Extracted records
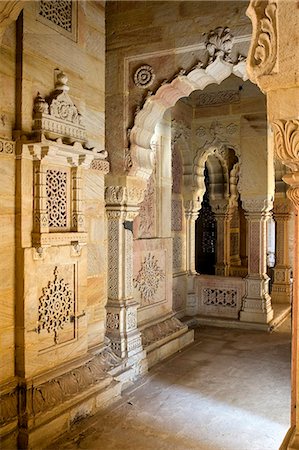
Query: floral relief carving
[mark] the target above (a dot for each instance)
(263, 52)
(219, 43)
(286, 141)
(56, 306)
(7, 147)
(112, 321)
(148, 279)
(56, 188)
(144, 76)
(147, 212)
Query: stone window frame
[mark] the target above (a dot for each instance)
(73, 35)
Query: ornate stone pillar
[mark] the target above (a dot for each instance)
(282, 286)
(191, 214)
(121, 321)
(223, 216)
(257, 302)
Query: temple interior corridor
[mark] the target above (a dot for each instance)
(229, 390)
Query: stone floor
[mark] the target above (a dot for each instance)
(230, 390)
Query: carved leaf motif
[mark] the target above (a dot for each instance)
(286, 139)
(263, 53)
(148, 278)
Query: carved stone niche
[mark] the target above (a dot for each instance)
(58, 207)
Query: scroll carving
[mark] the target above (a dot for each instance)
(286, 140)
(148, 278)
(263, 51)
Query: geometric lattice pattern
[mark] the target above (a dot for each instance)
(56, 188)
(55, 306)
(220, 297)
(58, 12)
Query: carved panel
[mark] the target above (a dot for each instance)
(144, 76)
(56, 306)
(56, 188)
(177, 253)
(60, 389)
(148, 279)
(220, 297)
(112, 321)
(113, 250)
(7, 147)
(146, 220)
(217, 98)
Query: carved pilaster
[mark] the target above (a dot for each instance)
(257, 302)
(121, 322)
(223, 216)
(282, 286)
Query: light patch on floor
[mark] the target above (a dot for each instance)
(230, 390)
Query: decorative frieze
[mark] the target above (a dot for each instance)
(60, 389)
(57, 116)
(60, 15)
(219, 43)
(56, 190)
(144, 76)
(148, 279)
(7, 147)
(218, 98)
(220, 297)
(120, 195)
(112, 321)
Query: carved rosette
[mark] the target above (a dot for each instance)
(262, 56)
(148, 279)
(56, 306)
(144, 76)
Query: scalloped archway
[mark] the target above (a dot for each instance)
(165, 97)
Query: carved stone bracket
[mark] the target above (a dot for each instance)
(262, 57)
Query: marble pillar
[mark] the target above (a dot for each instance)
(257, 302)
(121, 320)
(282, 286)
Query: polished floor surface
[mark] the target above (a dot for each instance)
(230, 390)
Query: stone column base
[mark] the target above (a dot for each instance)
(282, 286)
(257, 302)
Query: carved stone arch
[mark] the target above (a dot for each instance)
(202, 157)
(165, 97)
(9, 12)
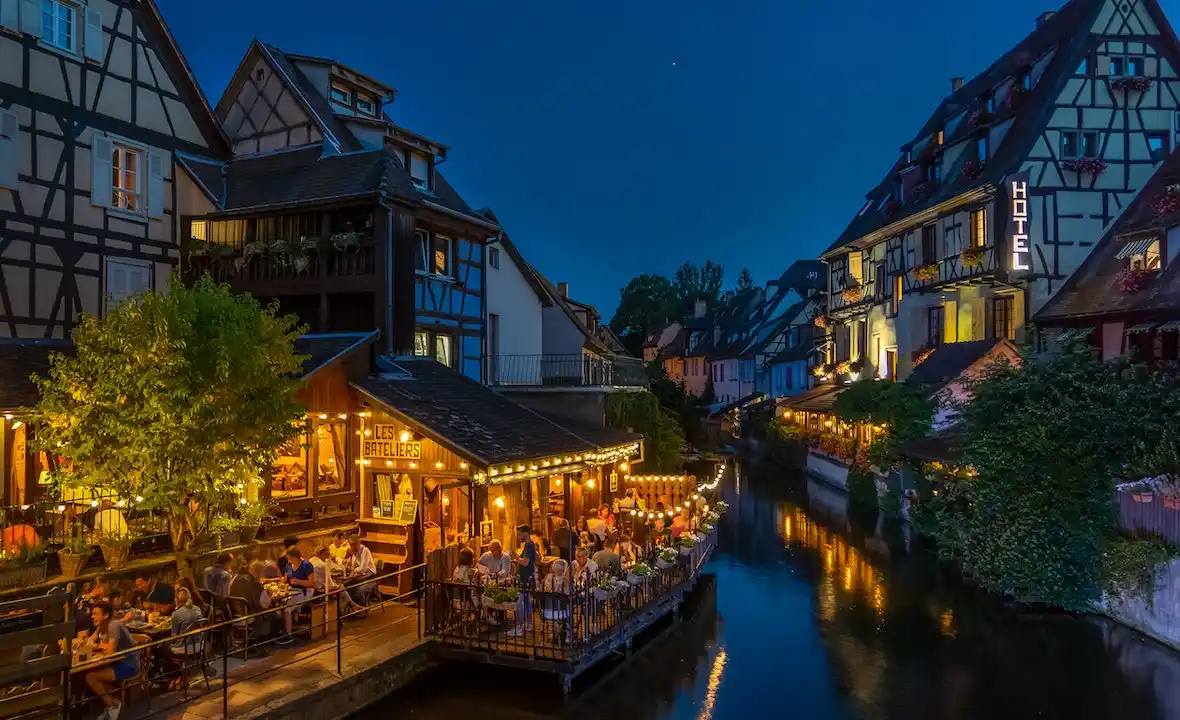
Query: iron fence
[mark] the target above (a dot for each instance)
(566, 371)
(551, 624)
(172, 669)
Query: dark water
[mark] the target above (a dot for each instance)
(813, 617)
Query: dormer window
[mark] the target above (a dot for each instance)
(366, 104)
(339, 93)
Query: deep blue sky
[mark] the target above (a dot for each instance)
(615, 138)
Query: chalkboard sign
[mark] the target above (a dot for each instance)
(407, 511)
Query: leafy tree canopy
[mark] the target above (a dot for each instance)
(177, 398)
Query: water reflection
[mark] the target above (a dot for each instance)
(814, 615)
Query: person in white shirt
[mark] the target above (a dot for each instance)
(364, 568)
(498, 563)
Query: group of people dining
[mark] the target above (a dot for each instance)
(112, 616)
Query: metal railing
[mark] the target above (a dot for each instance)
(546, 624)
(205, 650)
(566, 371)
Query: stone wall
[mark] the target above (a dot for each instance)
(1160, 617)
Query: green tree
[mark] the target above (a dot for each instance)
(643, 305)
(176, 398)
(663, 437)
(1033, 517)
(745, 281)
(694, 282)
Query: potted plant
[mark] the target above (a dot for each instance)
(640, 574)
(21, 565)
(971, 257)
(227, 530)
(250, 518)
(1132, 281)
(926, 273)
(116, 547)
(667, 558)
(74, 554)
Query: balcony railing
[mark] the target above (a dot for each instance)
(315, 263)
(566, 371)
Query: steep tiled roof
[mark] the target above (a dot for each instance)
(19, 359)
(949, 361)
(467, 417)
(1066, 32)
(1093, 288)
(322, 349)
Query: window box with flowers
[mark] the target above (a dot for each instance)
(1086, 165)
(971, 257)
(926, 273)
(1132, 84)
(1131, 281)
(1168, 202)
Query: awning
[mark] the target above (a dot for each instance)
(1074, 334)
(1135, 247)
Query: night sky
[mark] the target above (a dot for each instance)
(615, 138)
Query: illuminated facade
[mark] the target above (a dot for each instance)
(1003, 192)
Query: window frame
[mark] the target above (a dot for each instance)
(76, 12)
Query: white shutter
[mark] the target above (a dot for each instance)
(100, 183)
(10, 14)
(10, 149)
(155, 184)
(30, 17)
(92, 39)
...
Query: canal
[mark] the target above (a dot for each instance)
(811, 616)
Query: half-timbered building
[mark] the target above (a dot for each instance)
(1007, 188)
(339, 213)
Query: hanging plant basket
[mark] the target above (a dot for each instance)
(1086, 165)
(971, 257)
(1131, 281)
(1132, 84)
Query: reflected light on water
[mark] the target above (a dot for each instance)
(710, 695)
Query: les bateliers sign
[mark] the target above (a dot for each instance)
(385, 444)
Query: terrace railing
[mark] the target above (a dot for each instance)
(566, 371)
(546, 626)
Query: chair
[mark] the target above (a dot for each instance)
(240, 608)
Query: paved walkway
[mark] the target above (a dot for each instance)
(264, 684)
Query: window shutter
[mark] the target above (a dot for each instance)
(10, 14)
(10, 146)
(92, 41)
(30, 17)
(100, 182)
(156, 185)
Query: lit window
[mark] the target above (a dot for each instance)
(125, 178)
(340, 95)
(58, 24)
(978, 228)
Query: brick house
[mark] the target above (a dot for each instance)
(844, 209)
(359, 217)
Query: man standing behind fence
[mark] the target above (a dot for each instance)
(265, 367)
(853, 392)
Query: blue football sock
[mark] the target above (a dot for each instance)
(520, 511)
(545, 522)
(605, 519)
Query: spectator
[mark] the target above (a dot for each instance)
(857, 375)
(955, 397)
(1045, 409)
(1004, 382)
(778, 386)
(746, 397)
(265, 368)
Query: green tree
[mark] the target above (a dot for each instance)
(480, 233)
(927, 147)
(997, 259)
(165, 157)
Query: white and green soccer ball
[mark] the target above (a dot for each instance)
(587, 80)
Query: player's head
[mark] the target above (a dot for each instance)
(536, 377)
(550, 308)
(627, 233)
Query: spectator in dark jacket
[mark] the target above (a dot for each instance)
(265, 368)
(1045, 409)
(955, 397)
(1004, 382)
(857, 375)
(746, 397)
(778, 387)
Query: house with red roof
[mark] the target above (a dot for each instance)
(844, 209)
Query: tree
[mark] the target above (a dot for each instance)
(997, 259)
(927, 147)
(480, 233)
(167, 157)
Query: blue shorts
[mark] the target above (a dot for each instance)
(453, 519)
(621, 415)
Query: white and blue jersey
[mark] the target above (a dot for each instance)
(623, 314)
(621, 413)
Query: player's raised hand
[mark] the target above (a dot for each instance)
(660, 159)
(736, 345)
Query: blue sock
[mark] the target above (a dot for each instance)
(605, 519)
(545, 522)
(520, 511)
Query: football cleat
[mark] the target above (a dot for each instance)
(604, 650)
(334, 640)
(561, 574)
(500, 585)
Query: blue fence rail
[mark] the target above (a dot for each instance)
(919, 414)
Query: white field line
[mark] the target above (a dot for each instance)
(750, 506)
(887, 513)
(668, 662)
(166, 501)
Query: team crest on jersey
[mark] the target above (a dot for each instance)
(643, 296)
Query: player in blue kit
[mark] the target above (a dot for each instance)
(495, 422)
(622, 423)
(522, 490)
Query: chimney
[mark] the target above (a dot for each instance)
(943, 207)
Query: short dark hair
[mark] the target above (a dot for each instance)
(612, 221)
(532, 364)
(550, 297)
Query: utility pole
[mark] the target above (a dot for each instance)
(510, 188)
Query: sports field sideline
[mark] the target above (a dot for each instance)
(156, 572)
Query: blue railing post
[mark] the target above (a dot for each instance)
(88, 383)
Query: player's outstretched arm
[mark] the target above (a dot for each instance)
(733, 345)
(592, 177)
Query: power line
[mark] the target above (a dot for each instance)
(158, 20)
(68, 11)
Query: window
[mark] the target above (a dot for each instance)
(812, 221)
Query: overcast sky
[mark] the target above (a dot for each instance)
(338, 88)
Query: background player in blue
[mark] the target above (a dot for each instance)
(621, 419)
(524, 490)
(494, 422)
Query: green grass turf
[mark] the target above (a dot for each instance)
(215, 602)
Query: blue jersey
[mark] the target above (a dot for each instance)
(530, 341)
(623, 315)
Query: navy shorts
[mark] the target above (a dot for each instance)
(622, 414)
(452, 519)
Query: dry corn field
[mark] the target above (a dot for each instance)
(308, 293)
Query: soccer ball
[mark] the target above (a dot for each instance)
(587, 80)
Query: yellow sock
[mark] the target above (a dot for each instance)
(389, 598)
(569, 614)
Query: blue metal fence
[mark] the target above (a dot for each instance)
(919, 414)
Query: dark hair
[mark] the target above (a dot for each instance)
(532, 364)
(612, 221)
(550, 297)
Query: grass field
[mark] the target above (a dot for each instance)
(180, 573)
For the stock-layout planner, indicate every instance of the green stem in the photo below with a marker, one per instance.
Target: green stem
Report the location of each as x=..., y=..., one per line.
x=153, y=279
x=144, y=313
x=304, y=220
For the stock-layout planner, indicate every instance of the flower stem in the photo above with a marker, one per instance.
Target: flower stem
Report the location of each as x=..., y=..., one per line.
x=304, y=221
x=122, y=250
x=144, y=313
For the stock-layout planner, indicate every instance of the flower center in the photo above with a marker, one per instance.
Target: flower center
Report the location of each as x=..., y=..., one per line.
...
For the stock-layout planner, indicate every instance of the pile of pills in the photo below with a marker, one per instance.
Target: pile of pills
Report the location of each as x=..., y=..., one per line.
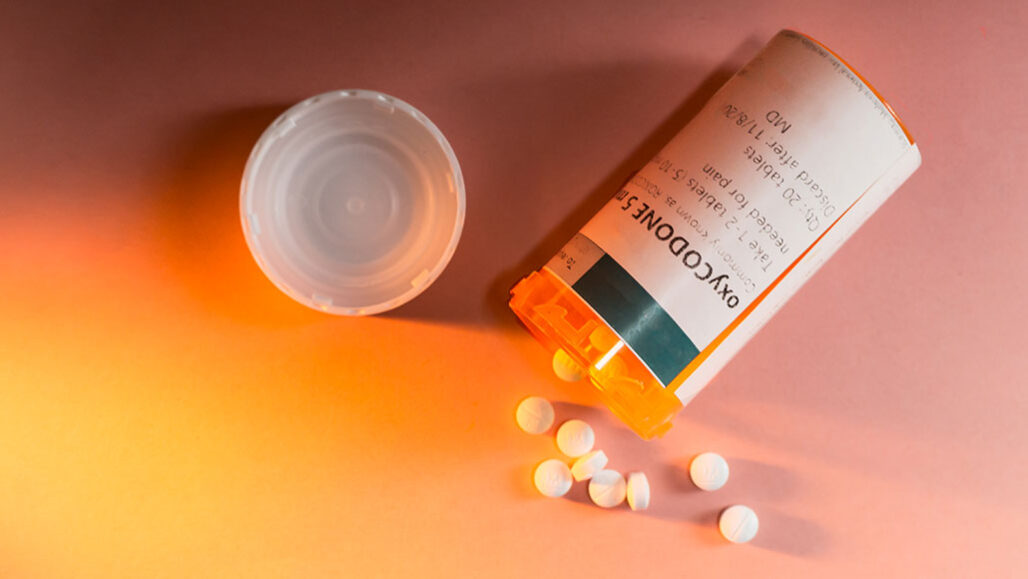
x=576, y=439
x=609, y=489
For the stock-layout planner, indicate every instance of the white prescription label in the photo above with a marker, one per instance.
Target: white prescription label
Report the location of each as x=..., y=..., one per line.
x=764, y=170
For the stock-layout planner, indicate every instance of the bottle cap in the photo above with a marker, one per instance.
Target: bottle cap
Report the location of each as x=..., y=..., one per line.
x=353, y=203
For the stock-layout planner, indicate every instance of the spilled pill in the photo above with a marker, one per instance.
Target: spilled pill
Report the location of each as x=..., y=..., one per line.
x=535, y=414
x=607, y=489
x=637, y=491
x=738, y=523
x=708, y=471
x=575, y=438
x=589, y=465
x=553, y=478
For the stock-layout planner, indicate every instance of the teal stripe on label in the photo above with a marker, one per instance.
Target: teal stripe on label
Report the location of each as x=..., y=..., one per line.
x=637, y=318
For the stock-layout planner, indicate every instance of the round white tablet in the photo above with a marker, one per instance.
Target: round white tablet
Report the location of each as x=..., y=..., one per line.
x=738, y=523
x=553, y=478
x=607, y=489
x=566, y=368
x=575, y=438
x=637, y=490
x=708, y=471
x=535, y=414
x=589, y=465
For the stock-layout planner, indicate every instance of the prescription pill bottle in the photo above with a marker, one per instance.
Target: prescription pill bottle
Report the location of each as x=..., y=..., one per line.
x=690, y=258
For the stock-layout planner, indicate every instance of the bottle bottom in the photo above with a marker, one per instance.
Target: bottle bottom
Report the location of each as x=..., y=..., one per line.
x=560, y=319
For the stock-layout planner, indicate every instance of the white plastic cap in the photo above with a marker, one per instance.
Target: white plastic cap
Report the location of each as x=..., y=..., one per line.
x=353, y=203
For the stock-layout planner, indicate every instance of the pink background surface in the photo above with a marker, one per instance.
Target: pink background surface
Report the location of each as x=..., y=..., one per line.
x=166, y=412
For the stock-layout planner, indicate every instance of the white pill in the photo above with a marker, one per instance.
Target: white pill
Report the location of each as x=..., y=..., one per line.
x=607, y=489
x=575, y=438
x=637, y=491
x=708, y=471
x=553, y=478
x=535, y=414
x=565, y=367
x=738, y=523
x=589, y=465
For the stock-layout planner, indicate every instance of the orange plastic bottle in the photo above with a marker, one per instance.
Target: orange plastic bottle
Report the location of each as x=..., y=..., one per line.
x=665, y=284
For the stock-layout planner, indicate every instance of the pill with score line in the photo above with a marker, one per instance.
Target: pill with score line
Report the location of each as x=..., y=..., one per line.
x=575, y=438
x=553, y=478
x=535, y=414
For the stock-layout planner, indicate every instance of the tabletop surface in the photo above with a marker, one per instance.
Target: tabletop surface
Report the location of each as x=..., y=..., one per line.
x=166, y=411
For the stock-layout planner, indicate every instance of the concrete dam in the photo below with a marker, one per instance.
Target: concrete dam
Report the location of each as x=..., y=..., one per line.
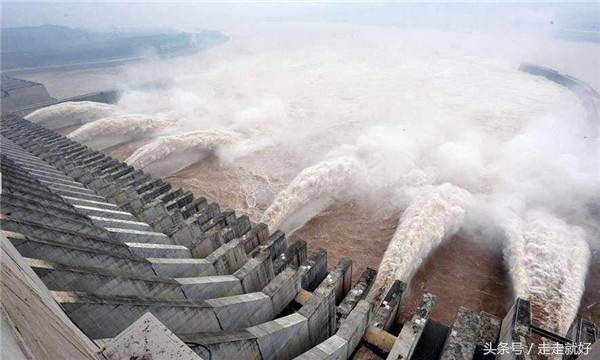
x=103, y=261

- _How to complete this task_
Reproduce the entries above exactly, but only the lines between the line holding "Query: floral relief carving" and the line holding "Query: decorative frieze", inclusive.

- _Task result_
Query: floral relief carving
[mark] the target above (a dot for each instance)
(263, 52)
(219, 43)
(286, 141)
(56, 306)
(7, 147)
(112, 321)
(148, 279)
(56, 188)
(144, 76)
(147, 212)
Query: stone window frame
[mark] the target above (a dot for each instance)
(73, 35)
Query: ornate stone pillar
[mark] the target above (a dot for each instance)
(282, 286)
(191, 214)
(121, 321)
(223, 216)
(257, 302)
Query: temple interior corridor
[mark] the target above (a dot for each instance)
(229, 390)
Query: stone floor
[mark] the target above (a dot for each instance)
(230, 390)
Query: carved leaf motif
[mark] the target above (a dot for each instance)
(286, 139)
(263, 53)
(148, 278)
Query: carved stone niche
[mark] the target above (a dot for each instance)
(58, 207)
Query: scroll carving
[mark] the target above (a dot for each instance)
(286, 140)
(148, 278)
(263, 51)
Query: geometric lattice pattern
[mark] the target above (a dot for each instance)
(56, 188)
(55, 306)
(220, 297)
(58, 12)
Query: carved panel
[mark] the target above (a dot for each instance)
(144, 76)
(56, 306)
(56, 188)
(177, 253)
(60, 389)
(148, 279)
(220, 297)
(112, 321)
(113, 250)
(7, 147)
(146, 220)
(217, 98)
Query: carved pilaster
[mark] the target above (a dot for each instance)
(257, 302)
(121, 322)
(223, 216)
(282, 286)
Query: light patch on floor
[mark] the target above (a dot for each instance)
(230, 390)
Query: decorative frieze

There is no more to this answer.